• Supplied passage:
** Start **

Inverse of Homomorphism for product of cyclic groups I need to explicitly calculate the inverse of
$$
\mathbb{Z}/89081\mathbb{Z}\rightarrow\mathbb{Z}/229\mathbb{Z} \times \mathbb{Z}/389 \mathbb{Z}
$$
with
$$
a \mod 89081 \mapsto (a\mod 229, a\mod 389)
$$
Now I knew this: $\mathbb{Z}/229\mathbb{Z}$ and $\mathbb{Z}/389$ are cyclic and if an isomorphism exits between $\mathbb{Z}/n\mathbb{Z} \times \mathbb{Z}/mZ \rightarrow \mathbb{Z}/nm\mathbb{Z}$ with the groups cyclic, this is equivalent to $\gcd(n,m)=1$, so I know that $\gcd(229,389)=1$. Now I suspect that it has something to do with finding the inverse of the element modulo, I am not sure, maybe you could give me a hint. It needs to be such an $a$ that the inner product is $a^{-1}$. What do I need to do to get there? Do I have to calculate the inverse of $229,389 \mod 89081$? And where to next?
 A: Use the Chinese remainder theorem.  The wikipedia page has constructive proofs using the extended Euclidean algorithm that can be used for implementation.
Note on "can be used":
The linked page searches for simultaneous solution of:
$$x=a_2 \mod n_1 \\ x=a_1 \mod n_2$$
In our case we have $n_1=229$, $n_2=389$ (or, if you prefer, $n_2=229$, $n_1=389$ in which case you have to adjust what follows accordingly).
Use the extended Euclidean algorithm to compute $m_1$ and $m_2$ such that
$$1=m_1n_1 + m_2n_2$$
which is possible because our moduli are relatively prime. Then the solution is
$$x = a_2m_1n_1 + a_1m_2n_2$$
This establishes a mapping $(a_1,a_2)\mapsto x$ where $x$ is a function of $a_1$ and $a_2$:
$$\begin{align}
\mathbb Z/n_1\mathbb Z \times Z/n_1\mathbb Z &\to \mathbb Z/n_1n_2\mathbb Z\\
(a_1,a_2)&\mapsto x=x(a_1,a_2)
\end{align}$$
A: Using the chinese remainder Theorem: Indeed we first note that $229\cdot 389=89081$ and that $229$ and $389$ are coprime. So indeed your map is an isomorphism.

** End **

• Set problem: Please reproduce the part of the thread on inverting the homomorphism that runs from "Use the extended" up to and including "is an isomorphism.".

• Data shown:
** Start **

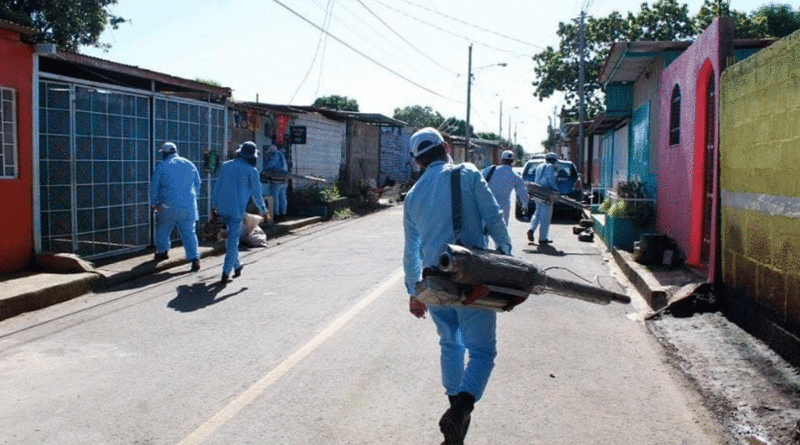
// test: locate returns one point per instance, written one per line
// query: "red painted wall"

** End **

• Exercise solution:
Use the extended Euclidean algorithm to compute $m_1$ and $m_2$ such that
$$1=m_1n_1 + m_2n_2$$
which is possible because our moduli are relatively prime. Then the solution is
$$x = a_2m_1n_1 + a_1m_2n_2$$
This establishes a mapping $(a_1,a_2)\mapsto x$ where $x$ is a function of $a_1$ and $a_2$:
$$\begin{align}
\mathbb Z/n_1\mathbb Z \times Z/n_1\mathbb Z &\to \mathbb Z/n_1n_2\mathbb Z\\
(a_1,a_2)&\mapsto x=x(a_1,a_2)
\end{align}$$
A: Using the chinese remainder Theorem: Indeed we first note that $229\cdot 389=89081$ and that $229$ and $389$ are coprime. So indeed your map is an isomorphism.